__INSTRUCTIONS TO FOLLOW__.
Answer these questions from the article on Odomzo:
1. What share of all non-melanoma skin cancer cases does basal cell carcinoma account for?
2. What once-daily dose of sonidegib was used in the phase II BOLT trial?
3. What were Erivedge's sales in the first six months of the year?

__SOURCE PASSAGE__.
'''

Swiss firm’s basal cell carcinoma treatment can now be launched across Europe.
Novartis’ skin cancer therapy Odomzo has been approved by the European Commission, a month after the drug was cleared in the US.
Odomzo (sonidegib) is used to treat locally-advanced basal cell carcinoma – the most common form of skin cancer – in patients for whom surgery or radiation therapy has either been unsuccessful or is inappropriate.
While BCC is not as deadly as other skin cancer types such as melanoma, it can be highly disfiguring and invasive, particularly if it reaches an advanced stage, according to Novartis. It accounts for 80% of all non-melanoma cases and while only 1% to 10% of patients develop advanced disease they have few treatment options.
The number of cases of BCC is also rising by around 10% a year thanks to the increasing age of the population and exposure to ultraviolet light.
In the phase II BOLT trial, a once-daily 200mg dose of sonidegib achieved a clinically-significant response – with total disappearance of the tumour in some cases. Median progression-free survival has not been reached but is now put at 22 months by central reviewers of the data and 19 months by clinical investigators.
Novartis has a number of melanoma therapies thanks to its recent asset swap deal with GlaxoSmithKline, so Odomzo complements that portfolio and will be marketed through the same channels.
The drug is an inhibitor of a drug target known as smoothened (SMO), part of the Hedgehog pathway that is implicated in the pathology of a number of different tumour types.
It will compete in the marketplace against Roche’s Erivedge (vismodegib), another SMO inhibitor that has been on the market since 2012 and achieved sales of 72m Swiss francs ($75m) in the first six months of the year, a 27% increase year-on-year.
Neither drug is expected to be a big seller thanks to the small patient population with advanced BCC, with Erivedge’s growth rate already slowing down, although peak sales could be boosted by new indications.
According to clinicaltrials.gov, sonidegib is currently being assesses in combination with Millennium Pharma’s Velcade (bortezomib) and Celgene’s Revlimid (lenalidomide) in multiple myeloma, with paclitaxel for recurrent ovarian cancer and alongside Novartis’ PI3K inhibitor buparlisib in BCC.
Other studies of the drug are ongoing in prostate cancer, pancreatic adenocarcinoma, ovarian cancer, non-small cell lung cancer and triple-negative breast cancer, as well as haematological malignancies such as acute leukaemia.

'''

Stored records
'''

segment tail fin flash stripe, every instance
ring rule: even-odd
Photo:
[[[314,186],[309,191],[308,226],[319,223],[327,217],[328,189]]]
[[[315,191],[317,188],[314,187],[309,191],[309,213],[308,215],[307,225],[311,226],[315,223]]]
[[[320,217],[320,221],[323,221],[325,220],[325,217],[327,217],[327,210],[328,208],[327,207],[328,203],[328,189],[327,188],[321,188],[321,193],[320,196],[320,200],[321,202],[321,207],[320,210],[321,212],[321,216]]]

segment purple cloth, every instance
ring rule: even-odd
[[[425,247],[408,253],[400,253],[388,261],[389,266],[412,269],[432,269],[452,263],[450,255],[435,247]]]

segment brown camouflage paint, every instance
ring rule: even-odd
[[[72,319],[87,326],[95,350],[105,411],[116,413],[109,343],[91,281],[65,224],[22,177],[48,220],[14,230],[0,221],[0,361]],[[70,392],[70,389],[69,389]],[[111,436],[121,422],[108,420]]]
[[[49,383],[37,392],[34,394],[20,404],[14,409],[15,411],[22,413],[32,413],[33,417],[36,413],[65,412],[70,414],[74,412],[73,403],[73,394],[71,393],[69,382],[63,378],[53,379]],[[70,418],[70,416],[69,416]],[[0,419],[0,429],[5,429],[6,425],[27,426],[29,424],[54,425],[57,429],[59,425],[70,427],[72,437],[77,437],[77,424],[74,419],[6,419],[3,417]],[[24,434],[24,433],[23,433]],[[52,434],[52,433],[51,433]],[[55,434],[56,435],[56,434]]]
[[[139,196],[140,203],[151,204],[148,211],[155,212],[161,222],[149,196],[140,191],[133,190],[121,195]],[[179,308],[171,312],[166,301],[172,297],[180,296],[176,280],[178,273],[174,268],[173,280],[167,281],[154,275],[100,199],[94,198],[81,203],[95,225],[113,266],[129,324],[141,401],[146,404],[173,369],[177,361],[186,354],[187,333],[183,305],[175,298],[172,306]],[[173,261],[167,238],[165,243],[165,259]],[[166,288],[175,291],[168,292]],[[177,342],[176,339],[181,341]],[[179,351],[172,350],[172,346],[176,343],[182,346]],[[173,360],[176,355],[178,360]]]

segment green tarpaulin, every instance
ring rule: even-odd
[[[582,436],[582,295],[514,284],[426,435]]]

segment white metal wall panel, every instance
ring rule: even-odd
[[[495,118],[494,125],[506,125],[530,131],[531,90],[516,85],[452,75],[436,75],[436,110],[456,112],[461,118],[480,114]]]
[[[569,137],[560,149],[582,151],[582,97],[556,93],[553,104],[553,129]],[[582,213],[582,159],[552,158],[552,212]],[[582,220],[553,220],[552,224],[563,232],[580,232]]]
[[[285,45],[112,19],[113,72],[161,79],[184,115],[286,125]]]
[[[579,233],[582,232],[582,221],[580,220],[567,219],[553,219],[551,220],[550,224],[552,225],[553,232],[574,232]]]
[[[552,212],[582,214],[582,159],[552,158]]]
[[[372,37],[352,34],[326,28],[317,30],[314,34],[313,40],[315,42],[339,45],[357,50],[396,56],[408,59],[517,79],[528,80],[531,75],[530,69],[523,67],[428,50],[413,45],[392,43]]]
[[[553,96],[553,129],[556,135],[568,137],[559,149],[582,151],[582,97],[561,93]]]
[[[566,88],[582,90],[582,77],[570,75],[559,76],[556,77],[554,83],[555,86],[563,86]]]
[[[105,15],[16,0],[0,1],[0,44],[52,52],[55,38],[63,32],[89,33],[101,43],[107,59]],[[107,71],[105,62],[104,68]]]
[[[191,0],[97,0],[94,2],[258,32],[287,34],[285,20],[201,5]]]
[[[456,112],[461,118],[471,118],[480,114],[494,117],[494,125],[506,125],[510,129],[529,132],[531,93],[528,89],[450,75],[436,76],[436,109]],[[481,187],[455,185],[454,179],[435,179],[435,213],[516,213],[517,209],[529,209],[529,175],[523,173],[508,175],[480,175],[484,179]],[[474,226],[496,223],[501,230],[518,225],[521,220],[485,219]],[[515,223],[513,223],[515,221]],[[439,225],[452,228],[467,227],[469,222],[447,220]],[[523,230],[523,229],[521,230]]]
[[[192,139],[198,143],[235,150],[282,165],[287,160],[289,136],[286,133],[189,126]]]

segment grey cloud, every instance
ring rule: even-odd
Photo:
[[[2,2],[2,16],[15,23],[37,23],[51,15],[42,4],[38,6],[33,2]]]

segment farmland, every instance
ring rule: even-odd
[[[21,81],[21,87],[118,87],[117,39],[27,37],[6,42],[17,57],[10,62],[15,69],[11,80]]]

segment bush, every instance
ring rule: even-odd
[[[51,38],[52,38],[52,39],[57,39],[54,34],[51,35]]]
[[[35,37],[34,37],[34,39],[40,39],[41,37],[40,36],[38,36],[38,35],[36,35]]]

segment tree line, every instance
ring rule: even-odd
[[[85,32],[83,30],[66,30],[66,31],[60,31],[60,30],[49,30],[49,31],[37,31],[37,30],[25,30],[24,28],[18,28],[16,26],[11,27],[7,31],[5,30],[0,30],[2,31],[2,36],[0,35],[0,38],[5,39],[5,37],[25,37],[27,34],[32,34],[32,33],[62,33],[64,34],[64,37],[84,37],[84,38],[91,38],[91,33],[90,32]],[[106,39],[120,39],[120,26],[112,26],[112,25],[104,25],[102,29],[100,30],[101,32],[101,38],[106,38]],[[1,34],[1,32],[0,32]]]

'''

__TASK OUTPUT__.
1. 80%
2. 200mg
3. 72m Swiss francs ($75m)